> **Prompt 1**
Please answer these questions from the court opinion excerpt:
(a) According to the Proxy, when is the final settlement amount for the sale of products typically determined?
(b) In Seibert v. Sperry Rand Corp., to whom was there found to be no duty to disclose information?
(c) In the audited financial statements the plaintiff cites, what moment marks the recognition of revenue?
> **Prompt 2**
In the court opinion excerpt, why does the plaintiff fail to adequately allege a material omission about Li-Cycle's practice of estimating revenue?

> **Quoted passage**

········

ECF No. 36 ¶ 57 (emphasis added). The Proxy clearly states that Li-Cycle recognizes revenue based on the estimated “amount of consideration” it expects to receive. Accordingly, Plaintiff's allegation that the Proxy suffers from this material omission-that Li-Cycle recognizes revenue based on the estimated value of its products-is belied by the existence of the allegedly omitted information in the Proxy itself.
Li-Cycle estimates all amounts of consideration to which it expects to be entitled and updates those estimates at the end [of] each reporting period based on market prices. The final settlement amount for the sale of products is typically determined several months after delivery and customer processing of the products, and may result in an adjustment to the previously recognized revenue based on commodity prices on the final settlement date.
ECF No. 39-2 at 12 (Proxy). Plaintiff cannot plausibly allege that that the Proxy omits information concerning the fact that Li-Cycle recognizes revenue based on estimates when it is plainly written in the Proxy. Cf. Seibert v. Sperry Rand Corp., 586 F.2d 949, 952 (2d Cir. 1978) (finding that there “is no duty to disclose information to one who reasonably should already be aware of it.”); St. Clair-Hibbard v. Am. Fin. Tr., Inc., 812 Fed.Appx. 36, 38-39 (2d Cir. 2020) (“[Defendant] had no duty to disclose information that its shareholders (and the general market) already knew.”).

Accordingly, Plaintiff has not adequately alleged a material misrepresentation or omission with respect to Li-Cycle's practice of estimating revenue because it was adequately disclosed in the Proxy.

iii. Plaintiff's Allegation that the Proxy Contained False or Misleading Statements Regarding Li-Cycle's Alleged Practice of Pulling Forward Revenue

Plaintiff alleges that the Proxy contained false or misleading statements with respect to when Li-Cycle recognized revenue. Specifically, Plaintiff cites to statements in Li-Cycle's audited financial statements, which are incorporated into the Proxy, that describe the company's recognition of revenue “at the time goods are delivered to the customer[.]” ECF No. 36 ¶ 67 (“[R]evenue is recognized when control of the goods has transferred, being when the goods have been shipped to the customer's location (delivery).”); ECF No. 39-2 at 12 (Proxy) (same).

········

> **Dataset excerpt**
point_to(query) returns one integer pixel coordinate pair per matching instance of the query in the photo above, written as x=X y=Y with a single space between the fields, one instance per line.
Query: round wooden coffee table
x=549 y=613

········

> **Final result 1**
(a) Several months after delivery and customer processing of the products.
(b) To one who reasonably should already be aware of it.
(c) When control of the goods has transferred, meaning when the goods have been shipped to the customer's location (delivery).

> **Final result 2**
The Proxy itself plainly states that Li-Cycle recognizes revenue based on the estimated amount of consideration it expects to receive. The claim that this information was omitted is therefore belied by its presence in the Proxy. The practice was adequately disclosed.